Extract every line of the data below that contains the string "pelican". Treat uppercase and lowercase as different.

[Coordinate annotation entries]
┄┄┄┄┄┄┄┄┄┄┄┄┄┄┄┄┄┄┄┄
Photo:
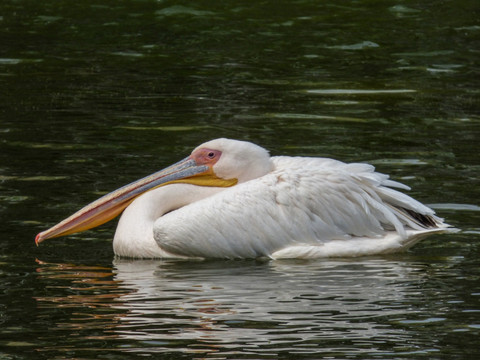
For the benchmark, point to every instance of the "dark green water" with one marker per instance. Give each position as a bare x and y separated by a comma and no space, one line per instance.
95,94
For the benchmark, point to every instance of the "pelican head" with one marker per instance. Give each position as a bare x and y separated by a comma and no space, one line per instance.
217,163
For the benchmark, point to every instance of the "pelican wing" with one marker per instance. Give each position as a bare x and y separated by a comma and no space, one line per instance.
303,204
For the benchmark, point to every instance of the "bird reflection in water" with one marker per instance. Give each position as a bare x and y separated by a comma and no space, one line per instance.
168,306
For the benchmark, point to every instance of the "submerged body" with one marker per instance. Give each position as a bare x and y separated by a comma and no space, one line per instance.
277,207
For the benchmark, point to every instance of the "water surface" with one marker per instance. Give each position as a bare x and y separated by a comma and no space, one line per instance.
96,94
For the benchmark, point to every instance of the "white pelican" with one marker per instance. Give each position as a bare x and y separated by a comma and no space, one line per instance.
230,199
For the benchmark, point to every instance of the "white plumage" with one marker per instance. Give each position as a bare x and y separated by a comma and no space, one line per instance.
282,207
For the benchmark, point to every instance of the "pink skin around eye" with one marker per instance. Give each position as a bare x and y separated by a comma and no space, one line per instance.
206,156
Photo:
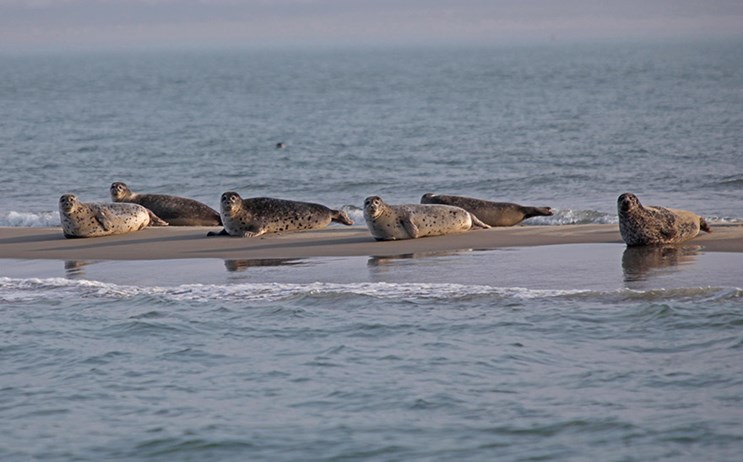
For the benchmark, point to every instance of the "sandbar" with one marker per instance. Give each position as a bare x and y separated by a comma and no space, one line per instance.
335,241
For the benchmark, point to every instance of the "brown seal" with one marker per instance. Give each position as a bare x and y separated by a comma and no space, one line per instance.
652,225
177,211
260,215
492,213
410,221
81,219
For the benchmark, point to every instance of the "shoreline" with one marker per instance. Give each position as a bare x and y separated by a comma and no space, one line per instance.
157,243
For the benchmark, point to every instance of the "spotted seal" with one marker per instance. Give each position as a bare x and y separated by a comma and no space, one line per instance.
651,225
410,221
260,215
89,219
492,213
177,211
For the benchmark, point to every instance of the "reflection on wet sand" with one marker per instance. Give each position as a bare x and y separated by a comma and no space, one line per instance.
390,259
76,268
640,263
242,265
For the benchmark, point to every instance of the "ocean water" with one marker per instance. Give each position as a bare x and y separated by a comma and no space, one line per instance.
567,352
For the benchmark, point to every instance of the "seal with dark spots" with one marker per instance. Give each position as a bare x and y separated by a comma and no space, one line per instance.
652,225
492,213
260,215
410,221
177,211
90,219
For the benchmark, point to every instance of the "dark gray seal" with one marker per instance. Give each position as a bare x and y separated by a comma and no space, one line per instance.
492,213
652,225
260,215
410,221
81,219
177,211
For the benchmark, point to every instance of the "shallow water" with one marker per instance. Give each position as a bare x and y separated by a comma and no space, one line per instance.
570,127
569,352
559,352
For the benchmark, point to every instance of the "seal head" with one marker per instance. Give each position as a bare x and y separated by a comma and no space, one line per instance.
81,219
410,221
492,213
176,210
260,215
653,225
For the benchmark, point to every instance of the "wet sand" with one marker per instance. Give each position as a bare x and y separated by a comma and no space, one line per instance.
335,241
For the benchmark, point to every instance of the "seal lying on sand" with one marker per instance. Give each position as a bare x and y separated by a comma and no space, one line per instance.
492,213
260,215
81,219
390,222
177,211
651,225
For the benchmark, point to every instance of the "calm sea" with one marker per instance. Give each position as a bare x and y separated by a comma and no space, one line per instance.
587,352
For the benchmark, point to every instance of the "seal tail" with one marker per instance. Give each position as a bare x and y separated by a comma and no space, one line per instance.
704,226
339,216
┄┄┄┄┄┄┄┄┄┄┄┄┄┄┄┄┄┄┄┄
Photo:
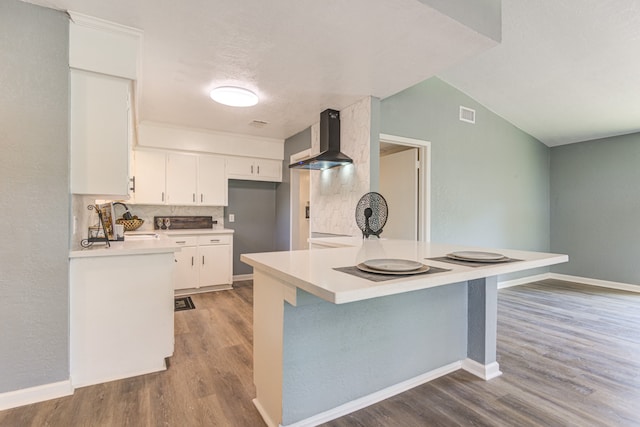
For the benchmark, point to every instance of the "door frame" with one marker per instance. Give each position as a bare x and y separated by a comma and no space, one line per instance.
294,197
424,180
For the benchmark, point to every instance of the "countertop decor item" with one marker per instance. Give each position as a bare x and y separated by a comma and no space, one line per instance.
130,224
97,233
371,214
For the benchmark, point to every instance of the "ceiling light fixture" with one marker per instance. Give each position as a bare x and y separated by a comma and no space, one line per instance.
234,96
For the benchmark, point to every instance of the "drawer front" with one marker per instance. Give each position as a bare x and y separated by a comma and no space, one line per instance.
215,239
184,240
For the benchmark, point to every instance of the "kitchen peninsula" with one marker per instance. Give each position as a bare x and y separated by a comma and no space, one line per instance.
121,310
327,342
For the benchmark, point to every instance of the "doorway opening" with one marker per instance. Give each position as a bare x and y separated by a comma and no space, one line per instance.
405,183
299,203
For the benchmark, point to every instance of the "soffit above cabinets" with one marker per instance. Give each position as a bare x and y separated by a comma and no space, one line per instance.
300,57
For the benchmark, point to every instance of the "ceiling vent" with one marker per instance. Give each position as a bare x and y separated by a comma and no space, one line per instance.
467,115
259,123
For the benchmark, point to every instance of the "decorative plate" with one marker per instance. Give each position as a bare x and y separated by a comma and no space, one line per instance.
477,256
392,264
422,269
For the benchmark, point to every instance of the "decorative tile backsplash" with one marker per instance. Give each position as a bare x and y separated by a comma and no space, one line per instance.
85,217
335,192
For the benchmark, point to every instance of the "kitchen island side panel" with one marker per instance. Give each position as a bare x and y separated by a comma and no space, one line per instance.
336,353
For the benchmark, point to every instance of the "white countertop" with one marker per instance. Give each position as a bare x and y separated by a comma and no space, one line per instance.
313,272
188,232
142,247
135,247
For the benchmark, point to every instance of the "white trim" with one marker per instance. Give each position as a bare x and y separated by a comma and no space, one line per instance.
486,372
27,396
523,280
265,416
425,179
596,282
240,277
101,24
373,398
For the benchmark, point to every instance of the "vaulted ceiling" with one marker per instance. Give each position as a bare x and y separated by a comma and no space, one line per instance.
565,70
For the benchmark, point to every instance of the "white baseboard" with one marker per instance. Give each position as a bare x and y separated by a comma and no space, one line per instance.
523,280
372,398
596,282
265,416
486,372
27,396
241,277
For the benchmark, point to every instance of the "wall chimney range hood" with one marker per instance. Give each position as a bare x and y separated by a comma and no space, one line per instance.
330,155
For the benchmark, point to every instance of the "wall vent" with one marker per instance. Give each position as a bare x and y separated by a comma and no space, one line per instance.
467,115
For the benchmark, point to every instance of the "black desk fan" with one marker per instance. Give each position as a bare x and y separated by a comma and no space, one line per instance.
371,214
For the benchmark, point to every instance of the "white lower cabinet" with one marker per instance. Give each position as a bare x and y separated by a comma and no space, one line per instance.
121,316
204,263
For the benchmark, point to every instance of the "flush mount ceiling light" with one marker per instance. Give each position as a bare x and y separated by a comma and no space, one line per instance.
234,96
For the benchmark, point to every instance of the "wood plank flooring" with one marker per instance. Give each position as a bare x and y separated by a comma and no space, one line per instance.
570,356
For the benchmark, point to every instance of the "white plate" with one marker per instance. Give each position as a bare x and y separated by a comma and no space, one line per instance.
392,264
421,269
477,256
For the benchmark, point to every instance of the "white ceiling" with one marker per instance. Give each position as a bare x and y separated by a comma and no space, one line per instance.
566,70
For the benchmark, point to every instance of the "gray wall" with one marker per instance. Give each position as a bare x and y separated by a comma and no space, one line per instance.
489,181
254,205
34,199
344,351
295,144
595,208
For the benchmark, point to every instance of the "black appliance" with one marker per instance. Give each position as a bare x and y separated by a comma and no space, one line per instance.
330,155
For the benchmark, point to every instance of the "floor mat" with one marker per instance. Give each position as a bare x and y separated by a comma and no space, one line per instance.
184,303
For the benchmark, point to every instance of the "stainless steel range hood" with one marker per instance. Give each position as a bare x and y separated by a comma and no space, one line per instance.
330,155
┄┄┄┄┄┄┄┄┄┄┄┄┄┄┄┄┄┄┄┄
> _RESULT OF THIS TASK_
For the benchmark, point to every instance of the "pelican head" with one marker per instance. Give each position as a bare x and y separated by a comma and no space, one line per instance.
For the benchmark, point to every instance of the "pelican wing" with one marker per instance. Give each position as a bare x and y separated by a comma and no space, one line per instance.
For the benchmark, point to every instance of the "white pelican" with one marker per instance. Give each position as a bare x and y separated by a comma and no space, one line per instance.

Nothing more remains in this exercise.